La clase trabajadora de Francia está frenando la reforma laboral que intentó imponer el presidente Emmanuel Macron. El 22 de mayo pasado, en su tercer jornada de paro general en los últimos 8 meses, fueron convocadas al rededor de 130 marchas en todo el territorio nacional. Entre los desacuerdos (que no son pocos) los más importantes son la reducción de empleos y el congelamiento salarial.

El gobierno de Macron está gravemente debilitado ya que “es odiado por la mayoría de la población, y no sólo por los trabajadores sino también por amplios sectores de las capas medias. De hecho, el gobierno es apoyado sólo por la burguesía y por algunos de los sectores más privilegiados de la clase media. Además, el sistema parlamentario que durante decenas de años ayudó a la burguesía a canalizar las protestas por la vía muerta de las elecciones, se encuentra hoy en una profundísima crisis: el parlamento francés no merece siquiera el título de “hablador parlamentario” porque se convirtió en la línea automatizada de producción de las reformas antiobreras que también el propio Macron produce en forma de decretos.” (Francia: el movimiento y sus obstáculos.14/05/2018, www.litci.org)

Registros -
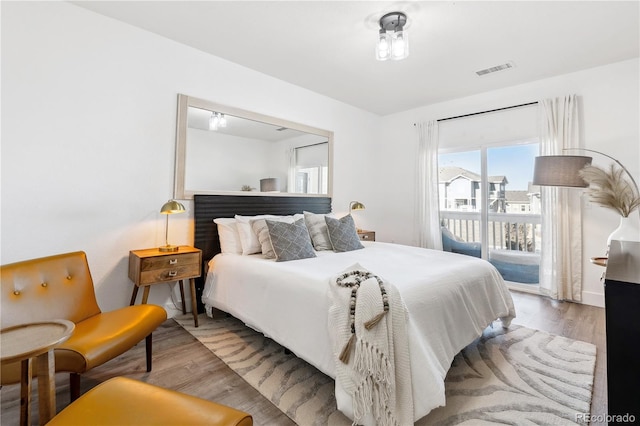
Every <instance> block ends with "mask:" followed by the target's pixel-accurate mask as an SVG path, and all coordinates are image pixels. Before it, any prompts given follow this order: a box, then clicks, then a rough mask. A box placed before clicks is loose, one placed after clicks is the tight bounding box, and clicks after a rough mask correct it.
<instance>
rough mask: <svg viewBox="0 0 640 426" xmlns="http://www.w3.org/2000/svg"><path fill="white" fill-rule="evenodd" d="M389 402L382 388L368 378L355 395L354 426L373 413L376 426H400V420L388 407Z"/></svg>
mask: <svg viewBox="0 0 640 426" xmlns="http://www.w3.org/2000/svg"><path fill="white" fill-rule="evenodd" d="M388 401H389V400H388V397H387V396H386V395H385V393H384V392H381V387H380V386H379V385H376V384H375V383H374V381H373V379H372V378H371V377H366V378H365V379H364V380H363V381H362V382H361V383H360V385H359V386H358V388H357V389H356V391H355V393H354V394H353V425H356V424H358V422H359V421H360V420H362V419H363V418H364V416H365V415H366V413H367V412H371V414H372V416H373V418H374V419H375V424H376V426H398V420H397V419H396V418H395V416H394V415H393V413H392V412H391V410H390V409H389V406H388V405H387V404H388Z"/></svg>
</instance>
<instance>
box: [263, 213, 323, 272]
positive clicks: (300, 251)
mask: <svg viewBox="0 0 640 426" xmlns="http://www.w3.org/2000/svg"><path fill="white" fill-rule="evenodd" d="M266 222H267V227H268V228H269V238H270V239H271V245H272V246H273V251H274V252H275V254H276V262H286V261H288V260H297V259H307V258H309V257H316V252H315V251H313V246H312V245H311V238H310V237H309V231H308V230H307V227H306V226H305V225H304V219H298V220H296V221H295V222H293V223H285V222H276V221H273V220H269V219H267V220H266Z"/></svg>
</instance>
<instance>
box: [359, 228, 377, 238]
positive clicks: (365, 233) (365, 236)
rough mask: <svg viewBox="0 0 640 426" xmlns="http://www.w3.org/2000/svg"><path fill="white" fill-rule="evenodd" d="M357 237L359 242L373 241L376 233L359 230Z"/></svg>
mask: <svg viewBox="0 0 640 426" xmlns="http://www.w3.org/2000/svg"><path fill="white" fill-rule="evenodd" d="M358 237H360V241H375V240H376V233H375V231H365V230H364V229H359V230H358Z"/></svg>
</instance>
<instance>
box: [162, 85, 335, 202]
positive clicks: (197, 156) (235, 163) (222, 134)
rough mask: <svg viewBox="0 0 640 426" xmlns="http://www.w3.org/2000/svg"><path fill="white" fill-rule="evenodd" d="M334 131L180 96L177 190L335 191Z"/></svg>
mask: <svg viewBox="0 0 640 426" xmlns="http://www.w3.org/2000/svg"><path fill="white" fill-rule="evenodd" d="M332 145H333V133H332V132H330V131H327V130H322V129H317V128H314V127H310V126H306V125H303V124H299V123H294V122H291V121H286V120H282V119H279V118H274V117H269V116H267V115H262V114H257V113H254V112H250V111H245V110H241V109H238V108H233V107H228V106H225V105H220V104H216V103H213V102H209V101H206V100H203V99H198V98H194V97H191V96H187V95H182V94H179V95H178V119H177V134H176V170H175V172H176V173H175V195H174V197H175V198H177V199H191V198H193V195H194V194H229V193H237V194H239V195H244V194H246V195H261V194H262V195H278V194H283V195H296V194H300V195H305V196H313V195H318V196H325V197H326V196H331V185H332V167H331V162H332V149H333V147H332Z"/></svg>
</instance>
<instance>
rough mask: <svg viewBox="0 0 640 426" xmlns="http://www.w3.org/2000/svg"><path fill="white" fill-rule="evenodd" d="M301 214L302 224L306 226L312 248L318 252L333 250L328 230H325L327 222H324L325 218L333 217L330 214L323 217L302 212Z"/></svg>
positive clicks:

Qué hacer -
1/ Transcribe del texto sobre las protestas en Francia el fragmento que va desde "El gobierno de" hasta "sus obstáculos.14/05/2018, www.litci.org)".
2/ Escribe la continuación del texto sobre las protestas en Francia a partir de donde termina.
No hace falta consultar las líneas para nada de esto.

Respuestas -
1/
El gobierno de Macron está gravemente debilitado ya que “es odiado por la mayoría de la población, y no sólo por los trabajadores sino también por amplios sectores de las capas medias. De hecho, el gobierno es apoyado sólo por la burguesía y por algunos de los sectores más privilegiados de la clase media. Además, el sistema parlamentario que durante decenas de años ayudó a la burguesía a canalizar las protestas por la vía muerta de las elecciones, se encuentra hoy en una profundísima crisis: el parlamento francés no merece siquiera el título de “hablador parlamentario” porque se convirtió en la línea automatizada de producción de las reformas antiobreras que también el propio Macron produce en forma de decretos.” (Francia: el movimiento y sus obstáculos.14/05/2018, www.litci.org)

2/
En Argentina enfrentamos ataques del gobierno de Macri contra los trabajadores en sintonía con la reforma laboral y fiscal de corte neoliberal. Al igual que en el gobierno Macron, estamos padeciendo un congelamiento de los salarios frente a una inflación galopante y tarifazos hambreadores. Tal como en Francia, tenemos un parlamento y una oposición que deposita toda expectativa de contraofensiva en las elecciones del 2019.
No hay dudas. Los trabajadores tenemos la fuerza para decirles “¡Fuera!” a quienes pretenden quitarnos todo derecho, a quienes ejercen la violencia en primera instancia, a quienes sólo piensan en el beneficio económico en base a la explotación. Porque este sistema sólo subsiste en base a la fórmula explotadores/explotados.